*WHAT IS BEING ASKED*. Identify every line in the items that contains the string "road", and copy each such line unchanged.

*Raw records*.
-------------------------
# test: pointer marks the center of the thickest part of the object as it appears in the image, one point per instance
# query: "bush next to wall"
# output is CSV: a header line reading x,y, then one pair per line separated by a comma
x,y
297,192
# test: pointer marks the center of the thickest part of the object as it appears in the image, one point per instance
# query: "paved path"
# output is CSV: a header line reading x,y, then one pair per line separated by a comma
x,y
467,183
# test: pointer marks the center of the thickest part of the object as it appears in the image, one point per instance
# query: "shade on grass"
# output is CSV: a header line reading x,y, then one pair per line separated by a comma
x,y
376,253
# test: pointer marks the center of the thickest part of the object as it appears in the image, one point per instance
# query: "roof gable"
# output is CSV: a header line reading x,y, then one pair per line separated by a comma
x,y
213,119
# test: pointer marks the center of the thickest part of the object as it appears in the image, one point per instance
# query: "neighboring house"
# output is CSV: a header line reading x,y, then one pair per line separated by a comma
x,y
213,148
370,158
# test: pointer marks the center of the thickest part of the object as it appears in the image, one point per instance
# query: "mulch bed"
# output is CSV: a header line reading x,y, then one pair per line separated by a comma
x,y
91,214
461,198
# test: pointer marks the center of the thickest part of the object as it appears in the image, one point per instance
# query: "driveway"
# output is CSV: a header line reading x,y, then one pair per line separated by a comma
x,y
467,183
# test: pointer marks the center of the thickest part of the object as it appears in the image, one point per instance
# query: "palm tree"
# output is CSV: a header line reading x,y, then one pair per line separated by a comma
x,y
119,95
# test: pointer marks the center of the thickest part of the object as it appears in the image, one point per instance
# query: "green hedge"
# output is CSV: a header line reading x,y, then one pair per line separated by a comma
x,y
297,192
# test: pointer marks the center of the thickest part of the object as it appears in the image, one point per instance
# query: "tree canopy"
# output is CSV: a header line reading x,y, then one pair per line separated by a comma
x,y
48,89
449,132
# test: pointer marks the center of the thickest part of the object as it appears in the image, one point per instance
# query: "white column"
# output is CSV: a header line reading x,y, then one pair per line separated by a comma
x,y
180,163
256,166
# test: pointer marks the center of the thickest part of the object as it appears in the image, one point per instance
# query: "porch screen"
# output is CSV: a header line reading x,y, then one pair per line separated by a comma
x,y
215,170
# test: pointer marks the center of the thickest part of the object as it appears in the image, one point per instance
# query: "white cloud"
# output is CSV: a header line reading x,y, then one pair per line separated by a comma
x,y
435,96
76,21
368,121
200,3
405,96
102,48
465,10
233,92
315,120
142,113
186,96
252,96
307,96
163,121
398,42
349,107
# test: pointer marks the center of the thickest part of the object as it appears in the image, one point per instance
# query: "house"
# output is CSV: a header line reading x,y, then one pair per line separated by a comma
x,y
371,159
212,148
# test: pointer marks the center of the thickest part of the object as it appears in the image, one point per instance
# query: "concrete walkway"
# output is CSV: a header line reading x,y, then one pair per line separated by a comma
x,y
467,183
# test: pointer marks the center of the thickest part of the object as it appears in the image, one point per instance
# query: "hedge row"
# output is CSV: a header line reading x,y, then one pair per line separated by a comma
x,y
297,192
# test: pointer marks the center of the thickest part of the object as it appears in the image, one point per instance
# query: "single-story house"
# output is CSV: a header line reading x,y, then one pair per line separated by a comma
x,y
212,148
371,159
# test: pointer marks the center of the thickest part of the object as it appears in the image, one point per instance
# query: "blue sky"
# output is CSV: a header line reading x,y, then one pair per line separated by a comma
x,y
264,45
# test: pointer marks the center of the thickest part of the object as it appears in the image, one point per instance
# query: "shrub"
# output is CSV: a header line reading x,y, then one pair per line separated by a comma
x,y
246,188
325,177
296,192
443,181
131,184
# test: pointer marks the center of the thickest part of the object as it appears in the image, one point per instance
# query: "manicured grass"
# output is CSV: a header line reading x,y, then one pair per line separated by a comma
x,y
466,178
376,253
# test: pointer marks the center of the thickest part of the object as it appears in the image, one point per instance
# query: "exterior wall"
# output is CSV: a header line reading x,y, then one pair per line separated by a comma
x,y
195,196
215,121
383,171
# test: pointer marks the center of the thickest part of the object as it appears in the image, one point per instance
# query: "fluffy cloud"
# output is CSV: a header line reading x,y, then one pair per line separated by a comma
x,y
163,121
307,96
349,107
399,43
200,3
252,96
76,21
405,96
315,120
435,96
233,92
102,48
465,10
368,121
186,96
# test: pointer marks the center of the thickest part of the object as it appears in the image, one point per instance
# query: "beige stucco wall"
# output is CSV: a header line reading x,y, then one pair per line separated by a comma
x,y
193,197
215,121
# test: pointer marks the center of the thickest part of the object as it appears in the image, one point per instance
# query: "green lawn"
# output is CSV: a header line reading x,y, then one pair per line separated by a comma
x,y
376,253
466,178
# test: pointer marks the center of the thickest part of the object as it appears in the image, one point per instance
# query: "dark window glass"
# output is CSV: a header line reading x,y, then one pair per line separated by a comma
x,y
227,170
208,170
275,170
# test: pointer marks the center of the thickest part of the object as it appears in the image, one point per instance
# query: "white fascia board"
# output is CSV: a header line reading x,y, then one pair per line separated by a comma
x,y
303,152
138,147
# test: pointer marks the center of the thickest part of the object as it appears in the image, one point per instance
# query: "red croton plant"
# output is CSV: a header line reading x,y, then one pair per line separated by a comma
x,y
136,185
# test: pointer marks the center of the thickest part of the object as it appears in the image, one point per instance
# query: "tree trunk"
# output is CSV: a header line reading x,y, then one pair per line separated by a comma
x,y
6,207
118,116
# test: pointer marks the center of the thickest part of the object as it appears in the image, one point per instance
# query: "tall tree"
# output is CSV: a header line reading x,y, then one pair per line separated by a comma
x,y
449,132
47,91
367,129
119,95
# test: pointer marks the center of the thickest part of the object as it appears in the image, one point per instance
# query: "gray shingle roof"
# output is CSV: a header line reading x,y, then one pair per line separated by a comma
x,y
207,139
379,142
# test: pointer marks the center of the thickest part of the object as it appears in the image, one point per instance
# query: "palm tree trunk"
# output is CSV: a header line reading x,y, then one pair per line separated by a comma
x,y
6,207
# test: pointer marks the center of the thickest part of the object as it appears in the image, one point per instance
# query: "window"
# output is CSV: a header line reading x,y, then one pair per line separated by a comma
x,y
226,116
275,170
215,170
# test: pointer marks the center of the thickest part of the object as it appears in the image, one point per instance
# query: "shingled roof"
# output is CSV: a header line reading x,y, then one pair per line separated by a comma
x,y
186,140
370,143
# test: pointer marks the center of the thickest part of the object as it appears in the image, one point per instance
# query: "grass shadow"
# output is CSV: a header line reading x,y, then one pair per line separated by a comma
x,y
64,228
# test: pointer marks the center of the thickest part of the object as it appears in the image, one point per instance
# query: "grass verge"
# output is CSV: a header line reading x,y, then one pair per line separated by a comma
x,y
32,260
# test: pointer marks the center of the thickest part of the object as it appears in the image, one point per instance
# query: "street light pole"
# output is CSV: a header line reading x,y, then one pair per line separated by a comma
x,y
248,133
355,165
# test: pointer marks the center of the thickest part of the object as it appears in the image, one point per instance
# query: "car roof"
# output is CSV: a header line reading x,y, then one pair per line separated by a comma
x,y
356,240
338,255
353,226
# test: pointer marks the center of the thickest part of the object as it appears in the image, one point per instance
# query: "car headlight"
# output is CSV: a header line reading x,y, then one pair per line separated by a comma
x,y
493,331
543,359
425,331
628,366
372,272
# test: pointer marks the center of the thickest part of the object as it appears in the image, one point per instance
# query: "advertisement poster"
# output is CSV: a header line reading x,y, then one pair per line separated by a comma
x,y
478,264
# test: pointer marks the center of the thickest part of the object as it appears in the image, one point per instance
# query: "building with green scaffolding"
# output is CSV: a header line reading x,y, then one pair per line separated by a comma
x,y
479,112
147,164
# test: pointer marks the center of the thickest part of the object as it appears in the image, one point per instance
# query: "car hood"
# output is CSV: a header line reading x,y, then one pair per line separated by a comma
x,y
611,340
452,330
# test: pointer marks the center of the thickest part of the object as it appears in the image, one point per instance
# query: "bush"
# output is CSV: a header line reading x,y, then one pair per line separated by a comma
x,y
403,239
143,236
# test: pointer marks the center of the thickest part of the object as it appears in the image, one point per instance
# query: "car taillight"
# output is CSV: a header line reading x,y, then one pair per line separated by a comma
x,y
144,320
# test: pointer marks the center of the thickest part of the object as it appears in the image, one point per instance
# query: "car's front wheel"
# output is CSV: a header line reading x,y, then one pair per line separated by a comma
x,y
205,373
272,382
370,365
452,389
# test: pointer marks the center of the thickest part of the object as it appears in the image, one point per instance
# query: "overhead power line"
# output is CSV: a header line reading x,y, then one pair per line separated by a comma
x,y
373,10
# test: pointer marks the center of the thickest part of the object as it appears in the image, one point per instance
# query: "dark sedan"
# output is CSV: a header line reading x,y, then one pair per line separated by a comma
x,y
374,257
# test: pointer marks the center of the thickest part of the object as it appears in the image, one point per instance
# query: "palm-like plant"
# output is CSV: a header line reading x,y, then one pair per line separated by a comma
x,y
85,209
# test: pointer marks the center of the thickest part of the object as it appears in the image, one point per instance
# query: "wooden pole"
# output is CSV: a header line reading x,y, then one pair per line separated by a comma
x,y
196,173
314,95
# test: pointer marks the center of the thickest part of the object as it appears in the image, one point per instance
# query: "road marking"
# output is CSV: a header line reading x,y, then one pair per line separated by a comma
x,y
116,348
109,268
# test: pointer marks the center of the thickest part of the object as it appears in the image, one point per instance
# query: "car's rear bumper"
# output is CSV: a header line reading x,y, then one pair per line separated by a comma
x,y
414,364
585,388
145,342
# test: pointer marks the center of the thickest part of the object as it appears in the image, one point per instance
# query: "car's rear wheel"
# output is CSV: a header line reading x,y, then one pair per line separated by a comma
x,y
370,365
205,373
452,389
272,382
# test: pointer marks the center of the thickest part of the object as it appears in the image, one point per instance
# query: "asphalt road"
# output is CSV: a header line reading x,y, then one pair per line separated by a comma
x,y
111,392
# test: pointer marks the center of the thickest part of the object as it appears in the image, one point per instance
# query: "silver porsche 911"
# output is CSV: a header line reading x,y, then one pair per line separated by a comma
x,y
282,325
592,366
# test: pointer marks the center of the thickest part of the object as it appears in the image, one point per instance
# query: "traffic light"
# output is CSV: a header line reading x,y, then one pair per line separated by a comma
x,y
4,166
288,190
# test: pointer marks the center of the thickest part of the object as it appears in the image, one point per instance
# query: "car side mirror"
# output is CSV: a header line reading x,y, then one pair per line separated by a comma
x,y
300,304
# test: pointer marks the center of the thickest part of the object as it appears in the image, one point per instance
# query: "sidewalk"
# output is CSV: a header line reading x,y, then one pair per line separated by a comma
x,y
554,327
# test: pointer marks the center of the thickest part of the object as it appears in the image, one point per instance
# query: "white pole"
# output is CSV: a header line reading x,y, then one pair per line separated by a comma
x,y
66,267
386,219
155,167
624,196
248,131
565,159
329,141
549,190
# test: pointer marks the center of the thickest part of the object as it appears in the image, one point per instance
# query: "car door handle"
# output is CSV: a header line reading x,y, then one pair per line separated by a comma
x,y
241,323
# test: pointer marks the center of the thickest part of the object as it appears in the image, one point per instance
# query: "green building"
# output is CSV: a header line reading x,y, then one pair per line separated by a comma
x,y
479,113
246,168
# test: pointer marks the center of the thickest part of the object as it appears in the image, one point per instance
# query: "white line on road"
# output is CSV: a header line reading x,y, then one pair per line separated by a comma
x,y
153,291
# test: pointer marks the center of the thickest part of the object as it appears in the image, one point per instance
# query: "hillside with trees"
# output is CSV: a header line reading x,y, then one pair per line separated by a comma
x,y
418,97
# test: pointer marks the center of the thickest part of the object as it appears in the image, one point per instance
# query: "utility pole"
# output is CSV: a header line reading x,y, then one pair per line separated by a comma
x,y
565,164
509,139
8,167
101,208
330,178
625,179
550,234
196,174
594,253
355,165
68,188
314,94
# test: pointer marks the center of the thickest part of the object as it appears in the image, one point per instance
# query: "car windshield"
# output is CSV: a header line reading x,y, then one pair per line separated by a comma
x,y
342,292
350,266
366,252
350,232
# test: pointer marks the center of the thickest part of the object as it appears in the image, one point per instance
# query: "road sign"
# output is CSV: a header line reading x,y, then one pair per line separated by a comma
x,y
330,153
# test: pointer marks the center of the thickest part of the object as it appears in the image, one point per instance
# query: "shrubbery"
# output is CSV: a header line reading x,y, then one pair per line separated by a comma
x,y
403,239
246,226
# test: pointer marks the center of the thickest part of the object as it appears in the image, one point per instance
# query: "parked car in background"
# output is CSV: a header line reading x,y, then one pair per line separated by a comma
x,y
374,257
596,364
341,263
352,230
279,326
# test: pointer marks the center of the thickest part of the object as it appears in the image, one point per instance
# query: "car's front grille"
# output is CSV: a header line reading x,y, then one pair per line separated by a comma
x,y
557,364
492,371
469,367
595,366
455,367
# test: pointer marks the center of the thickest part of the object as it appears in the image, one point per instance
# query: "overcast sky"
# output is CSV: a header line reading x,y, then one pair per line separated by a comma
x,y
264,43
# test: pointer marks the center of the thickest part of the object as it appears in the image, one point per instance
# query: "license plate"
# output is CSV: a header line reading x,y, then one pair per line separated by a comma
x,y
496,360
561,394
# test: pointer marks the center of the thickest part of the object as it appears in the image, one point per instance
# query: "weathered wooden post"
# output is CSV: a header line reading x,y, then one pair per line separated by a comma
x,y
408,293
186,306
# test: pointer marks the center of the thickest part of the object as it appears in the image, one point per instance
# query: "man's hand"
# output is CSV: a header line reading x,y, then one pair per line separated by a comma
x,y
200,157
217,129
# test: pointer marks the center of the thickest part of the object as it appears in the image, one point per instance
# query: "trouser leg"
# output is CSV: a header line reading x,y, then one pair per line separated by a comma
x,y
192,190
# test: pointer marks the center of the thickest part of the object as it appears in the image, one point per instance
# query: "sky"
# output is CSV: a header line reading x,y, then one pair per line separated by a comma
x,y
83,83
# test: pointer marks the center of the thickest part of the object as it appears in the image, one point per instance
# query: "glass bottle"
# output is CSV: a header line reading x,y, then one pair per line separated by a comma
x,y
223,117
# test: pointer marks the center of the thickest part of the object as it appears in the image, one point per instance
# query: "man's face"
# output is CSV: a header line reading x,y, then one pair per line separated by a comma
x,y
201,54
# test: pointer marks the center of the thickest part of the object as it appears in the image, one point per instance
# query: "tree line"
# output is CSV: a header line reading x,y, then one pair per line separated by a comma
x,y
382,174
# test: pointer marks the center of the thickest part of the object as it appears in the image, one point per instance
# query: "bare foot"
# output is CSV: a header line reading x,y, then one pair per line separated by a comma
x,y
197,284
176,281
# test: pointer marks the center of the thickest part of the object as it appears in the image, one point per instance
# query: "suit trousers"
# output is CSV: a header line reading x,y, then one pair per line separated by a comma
-------------------------
*CORRECT ANSWER*.
# query: "road marking"
# query: "asphalt road"
# query: "white line on road"
# query: "road sign"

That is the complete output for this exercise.